__Exercise tasks__.
**A)** According to the blog excerpt, what yarn was used to knit Gust?
**B)** Transcribe the stretch of the blog excerpt from "9. What are" through "bite to it.".

I love citrus scents and light spicy scents. I don't like flowery scents and although I love roses, I don't like fake rose scents.

6. What is your favorite flower?

I love gerber daisies. I also love roses, especially antique roses.

7. What are you favorite spring time hobbies/activities?

Bicycling! I love biking in the spring. Between May and August it's usually too hot during the day to bike here.

8. Do you have a garden? If you do, tell us a little about it. Do you like to plant flowers or vegetables?

I have a neglected small rose garden. I have 9 antique rose bushes. I'm looking forward to working on them in about a month.

I plan on starting a small vegetable garden this spring.

9. What are your favorite sweets?

Chocolate, chocolate, chocolate. Nutella, too. I don't really like milk chocolate, though. I love dark chocolate with a little bite to it.

10. Do you collect anything?

I'm trying not to. I have a small collection of Beatrix Potter figurines (I LOVE Peter Rabbit) and some music boxes. A lot of books. I'm mostly limiting myself to collecting sock yarn now.

11. Do you have any allergies?

Interesting question. I'm scheduled to have allergy tests on February 20.

12. Do you have any pets?

I have five (!) cats and two dogs. In my defense, all of the cats are rescues. The dogs are boxers.

Thursday, February 14, 2008

Happy Valentine's Day

Your Candy Heart Says "Hug Me"

A total sweetheart, you always have a lot of love to give out.
Your heart is open to where ever love takes you!

Your ideal Valentine's Day date: a surprise romantic evening that you've planned out

Your flirting style: lots of listening and talking

What turns you off: fighting and conflict

Why you're hot: you're fearless about falling in love

Wednesday, February 13, 2008

I've been holding out on you

I've been knitting, just not showing. I thought it was about time, since this is, after all, a blog focused on knitting.

First up is
Gust

I love Anne's designs. Knitting this has almost been like an zen exercise. Peaceful and engaging at the same time. The yarn is Jade Saphire Mongolian Cashmere. Colorway is Caribbean Mist. I had forgotten that was the name of the colorway until I checked just now. Quite appropriate, don't you think? Size 4 U.S. needles, Crystal Palace, straights.

Here it is pinned out a bit.

Next up for show is what is, I hope, the last Clapotis I'll knit.

__Point localization data__.
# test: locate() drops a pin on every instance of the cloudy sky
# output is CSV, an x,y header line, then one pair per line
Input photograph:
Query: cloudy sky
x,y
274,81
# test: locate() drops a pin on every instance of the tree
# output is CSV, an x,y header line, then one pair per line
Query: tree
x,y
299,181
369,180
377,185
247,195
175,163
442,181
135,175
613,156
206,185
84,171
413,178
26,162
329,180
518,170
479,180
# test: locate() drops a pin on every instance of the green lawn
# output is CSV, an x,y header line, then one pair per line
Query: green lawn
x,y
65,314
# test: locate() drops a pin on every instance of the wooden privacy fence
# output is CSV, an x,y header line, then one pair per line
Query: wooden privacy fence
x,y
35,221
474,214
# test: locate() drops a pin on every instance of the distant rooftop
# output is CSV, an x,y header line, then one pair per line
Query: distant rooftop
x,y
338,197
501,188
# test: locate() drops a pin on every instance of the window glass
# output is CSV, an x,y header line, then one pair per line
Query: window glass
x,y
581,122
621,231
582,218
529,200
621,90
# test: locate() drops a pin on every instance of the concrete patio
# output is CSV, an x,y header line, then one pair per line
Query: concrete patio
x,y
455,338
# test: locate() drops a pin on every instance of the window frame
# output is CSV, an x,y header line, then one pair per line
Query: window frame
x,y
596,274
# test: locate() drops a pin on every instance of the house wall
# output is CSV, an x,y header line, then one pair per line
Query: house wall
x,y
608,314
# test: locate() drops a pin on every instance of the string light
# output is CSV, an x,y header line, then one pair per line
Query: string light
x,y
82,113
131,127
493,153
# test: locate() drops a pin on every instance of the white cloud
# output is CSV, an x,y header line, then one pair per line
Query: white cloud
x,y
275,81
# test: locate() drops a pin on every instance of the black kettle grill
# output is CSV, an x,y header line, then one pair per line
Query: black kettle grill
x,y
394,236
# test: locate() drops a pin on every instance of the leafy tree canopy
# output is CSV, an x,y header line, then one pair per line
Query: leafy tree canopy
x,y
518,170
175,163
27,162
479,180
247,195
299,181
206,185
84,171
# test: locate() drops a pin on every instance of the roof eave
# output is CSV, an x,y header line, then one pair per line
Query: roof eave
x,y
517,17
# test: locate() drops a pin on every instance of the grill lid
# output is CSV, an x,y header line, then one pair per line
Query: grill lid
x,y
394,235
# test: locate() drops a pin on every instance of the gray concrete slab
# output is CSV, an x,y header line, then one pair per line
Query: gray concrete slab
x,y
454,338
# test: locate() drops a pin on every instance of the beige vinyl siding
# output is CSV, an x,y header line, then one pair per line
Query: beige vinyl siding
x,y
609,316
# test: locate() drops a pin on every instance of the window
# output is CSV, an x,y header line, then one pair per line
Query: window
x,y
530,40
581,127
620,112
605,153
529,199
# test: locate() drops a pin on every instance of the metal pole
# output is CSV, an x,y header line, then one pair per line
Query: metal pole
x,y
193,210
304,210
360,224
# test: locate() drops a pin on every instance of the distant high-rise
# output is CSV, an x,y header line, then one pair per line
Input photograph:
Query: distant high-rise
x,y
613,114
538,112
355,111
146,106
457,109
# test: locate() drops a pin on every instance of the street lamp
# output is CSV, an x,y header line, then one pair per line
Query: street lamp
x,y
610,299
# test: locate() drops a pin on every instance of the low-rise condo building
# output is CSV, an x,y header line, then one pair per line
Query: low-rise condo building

__Task results__.
**A)** Jade Saphire Mongolian Cashmere in the Caribbean Mist colorway.

**B)**
9. What are your favorite sweets?

Chocolate, chocolate, chocolate. Nutella, too. I don't really like milk chocolate, though. I love dark chocolate with a little bite to it.